Prompt:
Take the line with "Mark the stone wall, one point per instance." and the rest of the lines after it, to the end of the entries, and restate them exactly.
........
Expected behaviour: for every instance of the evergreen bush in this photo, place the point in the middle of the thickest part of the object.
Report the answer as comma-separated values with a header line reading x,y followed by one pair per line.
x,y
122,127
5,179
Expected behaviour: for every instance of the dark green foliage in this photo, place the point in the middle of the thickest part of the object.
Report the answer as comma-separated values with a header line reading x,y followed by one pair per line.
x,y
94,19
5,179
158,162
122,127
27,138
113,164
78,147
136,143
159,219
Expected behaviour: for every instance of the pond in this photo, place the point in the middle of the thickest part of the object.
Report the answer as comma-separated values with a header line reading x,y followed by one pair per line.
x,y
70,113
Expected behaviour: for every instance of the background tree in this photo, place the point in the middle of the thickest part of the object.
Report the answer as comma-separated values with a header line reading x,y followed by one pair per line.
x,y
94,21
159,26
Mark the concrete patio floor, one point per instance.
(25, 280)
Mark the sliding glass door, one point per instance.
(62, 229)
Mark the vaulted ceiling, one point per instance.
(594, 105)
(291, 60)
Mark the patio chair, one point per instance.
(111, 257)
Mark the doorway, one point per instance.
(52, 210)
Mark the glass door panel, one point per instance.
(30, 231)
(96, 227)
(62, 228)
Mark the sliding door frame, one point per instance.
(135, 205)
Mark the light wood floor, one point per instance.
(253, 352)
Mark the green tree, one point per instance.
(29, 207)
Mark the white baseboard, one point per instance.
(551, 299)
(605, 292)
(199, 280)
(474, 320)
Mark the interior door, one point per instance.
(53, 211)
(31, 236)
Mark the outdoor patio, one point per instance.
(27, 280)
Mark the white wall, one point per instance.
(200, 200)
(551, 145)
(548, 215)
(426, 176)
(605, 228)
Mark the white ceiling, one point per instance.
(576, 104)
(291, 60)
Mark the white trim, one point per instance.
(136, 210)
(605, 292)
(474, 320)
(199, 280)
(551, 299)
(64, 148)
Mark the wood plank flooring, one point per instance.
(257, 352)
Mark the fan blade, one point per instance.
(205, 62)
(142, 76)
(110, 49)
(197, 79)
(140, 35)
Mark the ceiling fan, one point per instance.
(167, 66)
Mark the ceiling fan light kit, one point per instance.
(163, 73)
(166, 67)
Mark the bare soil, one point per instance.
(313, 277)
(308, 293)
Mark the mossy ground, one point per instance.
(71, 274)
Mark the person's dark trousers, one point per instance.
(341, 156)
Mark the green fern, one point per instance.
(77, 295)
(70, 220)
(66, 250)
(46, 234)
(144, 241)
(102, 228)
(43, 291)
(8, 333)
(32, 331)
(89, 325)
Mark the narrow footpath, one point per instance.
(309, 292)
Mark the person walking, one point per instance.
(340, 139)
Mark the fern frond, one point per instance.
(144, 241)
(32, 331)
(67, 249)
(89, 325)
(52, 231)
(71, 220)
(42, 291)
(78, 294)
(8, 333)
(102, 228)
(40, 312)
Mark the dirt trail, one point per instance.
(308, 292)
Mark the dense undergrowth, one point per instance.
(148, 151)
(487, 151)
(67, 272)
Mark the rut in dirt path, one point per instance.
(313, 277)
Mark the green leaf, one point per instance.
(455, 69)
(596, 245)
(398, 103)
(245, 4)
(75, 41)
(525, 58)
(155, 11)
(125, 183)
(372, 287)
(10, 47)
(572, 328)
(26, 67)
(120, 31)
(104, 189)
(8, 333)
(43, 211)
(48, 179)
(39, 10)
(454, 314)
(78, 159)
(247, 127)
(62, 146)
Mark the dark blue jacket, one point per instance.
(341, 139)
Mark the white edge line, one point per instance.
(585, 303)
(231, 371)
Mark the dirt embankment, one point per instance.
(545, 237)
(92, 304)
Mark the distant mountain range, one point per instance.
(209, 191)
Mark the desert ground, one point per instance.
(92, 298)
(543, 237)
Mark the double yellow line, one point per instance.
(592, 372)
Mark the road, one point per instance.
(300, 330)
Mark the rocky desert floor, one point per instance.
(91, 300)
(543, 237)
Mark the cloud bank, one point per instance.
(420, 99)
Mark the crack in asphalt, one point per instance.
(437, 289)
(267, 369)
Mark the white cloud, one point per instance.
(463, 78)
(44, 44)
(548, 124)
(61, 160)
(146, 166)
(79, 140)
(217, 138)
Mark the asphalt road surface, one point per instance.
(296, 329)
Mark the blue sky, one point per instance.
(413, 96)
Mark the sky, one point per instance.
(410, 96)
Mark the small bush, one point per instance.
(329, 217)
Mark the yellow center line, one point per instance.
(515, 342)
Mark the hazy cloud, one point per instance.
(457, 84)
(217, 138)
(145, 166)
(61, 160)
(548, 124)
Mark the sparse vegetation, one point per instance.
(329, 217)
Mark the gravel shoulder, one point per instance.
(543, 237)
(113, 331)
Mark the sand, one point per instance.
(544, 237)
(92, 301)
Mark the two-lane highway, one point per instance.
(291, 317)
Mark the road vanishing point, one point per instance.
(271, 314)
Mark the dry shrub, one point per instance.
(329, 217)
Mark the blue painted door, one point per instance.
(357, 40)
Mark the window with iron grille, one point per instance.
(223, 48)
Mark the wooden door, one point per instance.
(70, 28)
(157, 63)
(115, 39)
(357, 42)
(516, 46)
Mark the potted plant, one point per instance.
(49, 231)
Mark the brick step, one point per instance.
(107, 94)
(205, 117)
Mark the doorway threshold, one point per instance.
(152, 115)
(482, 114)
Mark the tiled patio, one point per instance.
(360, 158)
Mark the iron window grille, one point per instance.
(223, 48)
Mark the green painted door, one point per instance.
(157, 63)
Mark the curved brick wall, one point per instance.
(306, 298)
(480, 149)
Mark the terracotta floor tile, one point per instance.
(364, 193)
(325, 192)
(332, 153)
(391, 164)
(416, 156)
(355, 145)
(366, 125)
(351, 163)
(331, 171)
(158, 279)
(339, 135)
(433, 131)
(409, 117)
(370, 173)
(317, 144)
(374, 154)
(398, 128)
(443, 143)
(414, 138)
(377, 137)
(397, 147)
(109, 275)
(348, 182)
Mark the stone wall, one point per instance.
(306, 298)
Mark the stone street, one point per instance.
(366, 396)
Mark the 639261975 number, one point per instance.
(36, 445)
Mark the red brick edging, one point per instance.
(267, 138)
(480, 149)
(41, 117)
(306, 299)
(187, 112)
........
Result of this task:
Mark the stone wall, one point per instance.
(306, 298)
Mark the stone street, one point per instance.
(366, 396)
Mark the 639261975 number, one point per instance.
(36, 445)
Mark the red brick edging, one point per instance.
(267, 138)
(480, 149)
(41, 117)
(306, 299)
(187, 112)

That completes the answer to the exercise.